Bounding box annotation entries
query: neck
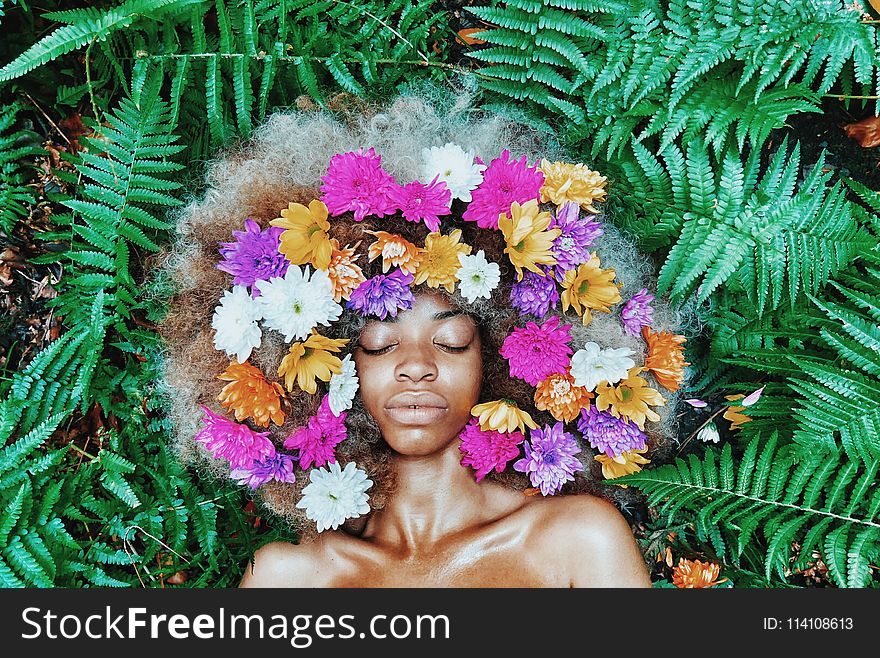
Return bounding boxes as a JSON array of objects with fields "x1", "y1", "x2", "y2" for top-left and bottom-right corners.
[{"x1": 365, "y1": 441, "x2": 487, "y2": 554}]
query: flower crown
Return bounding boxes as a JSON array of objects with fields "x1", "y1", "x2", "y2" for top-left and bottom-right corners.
[{"x1": 196, "y1": 143, "x2": 689, "y2": 531}]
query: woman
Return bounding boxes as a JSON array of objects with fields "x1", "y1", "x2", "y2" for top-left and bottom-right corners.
[
  {"x1": 161, "y1": 91, "x2": 686, "y2": 587},
  {"x1": 241, "y1": 295, "x2": 651, "y2": 587}
]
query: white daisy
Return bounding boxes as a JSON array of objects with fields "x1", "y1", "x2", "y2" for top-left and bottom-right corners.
[
  {"x1": 211, "y1": 286, "x2": 263, "y2": 363},
  {"x1": 697, "y1": 421, "x2": 721, "y2": 443},
  {"x1": 296, "y1": 462, "x2": 373, "y2": 532},
  {"x1": 422, "y1": 142, "x2": 486, "y2": 202},
  {"x1": 327, "y1": 354, "x2": 358, "y2": 416},
  {"x1": 571, "y1": 341, "x2": 636, "y2": 391},
  {"x1": 255, "y1": 265, "x2": 342, "y2": 342},
  {"x1": 455, "y1": 249, "x2": 501, "y2": 304}
]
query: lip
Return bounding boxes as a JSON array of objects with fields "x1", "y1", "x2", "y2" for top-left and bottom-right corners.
[{"x1": 385, "y1": 391, "x2": 448, "y2": 425}]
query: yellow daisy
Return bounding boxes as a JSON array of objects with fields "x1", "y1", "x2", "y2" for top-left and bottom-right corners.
[
  {"x1": 471, "y1": 400, "x2": 538, "y2": 432},
  {"x1": 539, "y1": 160, "x2": 607, "y2": 214},
  {"x1": 269, "y1": 199, "x2": 333, "y2": 270},
  {"x1": 364, "y1": 230, "x2": 422, "y2": 274},
  {"x1": 413, "y1": 228, "x2": 471, "y2": 293},
  {"x1": 278, "y1": 331, "x2": 348, "y2": 393},
  {"x1": 593, "y1": 448, "x2": 651, "y2": 480},
  {"x1": 596, "y1": 368, "x2": 666, "y2": 432},
  {"x1": 498, "y1": 199, "x2": 562, "y2": 281},
  {"x1": 560, "y1": 252, "x2": 623, "y2": 324}
]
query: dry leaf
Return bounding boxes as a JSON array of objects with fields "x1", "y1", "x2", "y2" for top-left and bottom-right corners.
[{"x1": 843, "y1": 115, "x2": 880, "y2": 148}]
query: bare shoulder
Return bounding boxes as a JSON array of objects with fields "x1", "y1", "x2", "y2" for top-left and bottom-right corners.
[
  {"x1": 528, "y1": 494, "x2": 651, "y2": 587},
  {"x1": 239, "y1": 541, "x2": 322, "y2": 587}
]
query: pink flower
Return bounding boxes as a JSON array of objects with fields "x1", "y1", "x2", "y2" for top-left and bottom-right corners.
[
  {"x1": 391, "y1": 176, "x2": 452, "y2": 233},
  {"x1": 500, "y1": 315, "x2": 571, "y2": 386},
  {"x1": 458, "y1": 418, "x2": 526, "y2": 482},
  {"x1": 196, "y1": 405, "x2": 275, "y2": 469},
  {"x1": 284, "y1": 395, "x2": 348, "y2": 468},
  {"x1": 321, "y1": 148, "x2": 397, "y2": 222},
  {"x1": 462, "y1": 149, "x2": 544, "y2": 229}
]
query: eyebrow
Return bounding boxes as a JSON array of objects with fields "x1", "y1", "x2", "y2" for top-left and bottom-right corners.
[{"x1": 379, "y1": 309, "x2": 465, "y2": 324}]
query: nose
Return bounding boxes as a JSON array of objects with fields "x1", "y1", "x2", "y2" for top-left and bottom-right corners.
[{"x1": 394, "y1": 345, "x2": 437, "y2": 382}]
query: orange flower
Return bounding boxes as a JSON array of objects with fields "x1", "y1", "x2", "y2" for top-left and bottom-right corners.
[
  {"x1": 721, "y1": 393, "x2": 752, "y2": 430},
  {"x1": 364, "y1": 231, "x2": 422, "y2": 274},
  {"x1": 413, "y1": 228, "x2": 471, "y2": 293},
  {"x1": 269, "y1": 199, "x2": 332, "y2": 270},
  {"x1": 327, "y1": 238, "x2": 366, "y2": 302},
  {"x1": 642, "y1": 327, "x2": 690, "y2": 391},
  {"x1": 535, "y1": 372, "x2": 593, "y2": 423},
  {"x1": 672, "y1": 558, "x2": 727, "y2": 589},
  {"x1": 217, "y1": 361, "x2": 284, "y2": 427},
  {"x1": 560, "y1": 253, "x2": 623, "y2": 325}
]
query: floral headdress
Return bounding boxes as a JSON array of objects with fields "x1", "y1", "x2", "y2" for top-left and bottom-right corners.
[{"x1": 196, "y1": 143, "x2": 688, "y2": 531}]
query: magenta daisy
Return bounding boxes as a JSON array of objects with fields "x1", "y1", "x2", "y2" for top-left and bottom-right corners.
[
  {"x1": 510, "y1": 271, "x2": 559, "y2": 319},
  {"x1": 229, "y1": 452, "x2": 296, "y2": 489},
  {"x1": 500, "y1": 315, "x2": 571, "y2": 386},
  {"x1": 195, "y1": 405, "x2": 275, "y2": 469},
  {"x1": 458, "y1": 418, "x2": 526, "y2": 482},
  {"x1": 513, "y1": 422, "x2": 584, "y2": 496},
  {"x1": 391, "y1": 176, "x2": 452, "y2": 233},
  {"x1": 620, "y1": 288, "x2": 654, "y2": 336},
  {"x1": 346, "y1": 270, "x2": 415, "y2": 320},
  {"x1": 284, "y1": 395, "x2": 348, "y2": 468},
  {"x1": 217, "y1": 219, "x2": 287, "y2": 297},
  {"x1": 548, "y1": 203, "x2": 604, "y2": 281},
  {"x1": 578, "y1": 405, "x2": 648, "y2": 459},
  {"x1": 321, "y1": 148, "x2": 397, "y2": 222},
  {"x1": 462, "y1": 149, "x2": 544, "y2": 229}
]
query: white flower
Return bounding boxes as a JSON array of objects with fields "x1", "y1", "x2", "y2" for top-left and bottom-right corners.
[
  {"x1": 211, "y1": 286, "x2": 263, "y2": 363},
  {"x1": 296, "y1": 462, "x2": 373, "y2": 532},
  {"x1": 455, "y1": 249, "x2": 501, "y2": 304},
  {"x1": 422, "y1": 142, "x2": 486, "y2": 202},
  {"x1": 697, "y1": 421, "x2": 721, "y2": 443},
  {"x1": 571, "y1": 341, "x2": 636, "y2": 391},
  {"x1": 255, "y1": 265, "x2": 342, "y2": 342},
  {"x1": 327, "y1": 354, "x2": 358, "y2": 416}
]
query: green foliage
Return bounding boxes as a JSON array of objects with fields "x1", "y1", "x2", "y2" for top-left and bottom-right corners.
[{"x1": 618, "y1": 435, "x2": 880, "y2": 587}]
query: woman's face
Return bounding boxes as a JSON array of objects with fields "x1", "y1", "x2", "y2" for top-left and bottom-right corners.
[{"x1": 354, "y1": 294, "x2": 483, "y2": 456}]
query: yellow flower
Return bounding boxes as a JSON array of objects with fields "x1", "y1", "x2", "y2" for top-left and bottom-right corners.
[
  {"x1": 596, "y1": 368, "x2": 666, "y2": 432},
  {"x1": 672, "y1": 558, "x2": 727, "y2": 589},
  {"x1": 413, "y1": 228, "x2": 471, "y2": 293},
  {"x1": 593, "y1": 448, "x2": 651, "y2": 488},
  {"x1": 471, "y1": 400, "x2": 538, "y2": 432},
  {"x1": 269, "y1": 199, "x2": 333, "y2": 270},
  {"x1": 721, "y1": 393, "x2": 752, "y2": 430},
  {"x1": 535, "y1": 373, "x2": 593, "y2": 423},
  {"x1": 498, "y1": 199, "x2": 562, "y2": 280},
  {"x1": 539, "y1": 160, "x2": 607, "y2": 214},
  {"x1": 364, "y1": 230, "x2": 422, "y2": 274},
  {"x1": 327, "y1": 238, "x2": 366, "y2": 302},
  {"x1": 278, "y1": 331, "x2": 348, "y2": 393},
  {"x1": 642, "y1": 327, "x2": 690, "y2": 391},
  {"x1": 217, "y1": 361, "x2": 284, "y2": 427},
  {"x1": 560, "y1": 252, "x2": 623, "y2": 324}
]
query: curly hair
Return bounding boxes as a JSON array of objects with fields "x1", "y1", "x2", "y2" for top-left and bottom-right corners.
[{"x1": 160, "y1": 87, "x2": 686, "y2": 540}]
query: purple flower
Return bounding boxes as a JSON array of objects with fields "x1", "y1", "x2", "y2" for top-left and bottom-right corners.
[
  {"x1": 229, "y1": 452, "x2": 296, "y2": 489},
  {"x1": 620, "y1": 288, "x2": 654, "y2": 336},
  {"x1": 346, "y1": 269, "x2": 415, "y2": 320},
  {"x1": 513, "y1": 423, "x2": 584, "y2": 496},
  {"x1": 459, "y1": 418, "x2": 526, "y2": 482},
  {"x1": 196, "y1": 405, "x2": 275, "y2": 469},
  {"x1": 510, "y1": 271, "x2": 559, "y2": 319},
  {"x1": 578, "y1": 405, "x2": 647, "y2": 459},
  {"x1": 548, "y1": 202, "x2": 604, "y2": 281},
  {"x1": 391, "y1": 176, "x2": 452, "y2": 233},
  {"x1": 284, "y1": 395, "x2": 348, "y2": 468},
  {"x1": 217, "y1": 219, "x2": 288, "y2": 297}
]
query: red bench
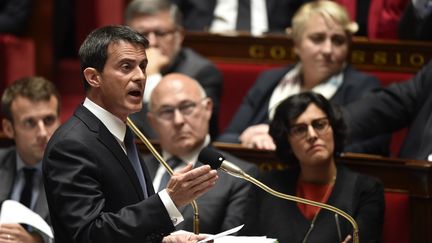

### Goal:
Pick out and copy each line of the records that contains the word "flower".

### Finished exercise:
query: flower crown
query: pink flower
query: orange flower
query: white flower
query: yellow flower
query: purple flower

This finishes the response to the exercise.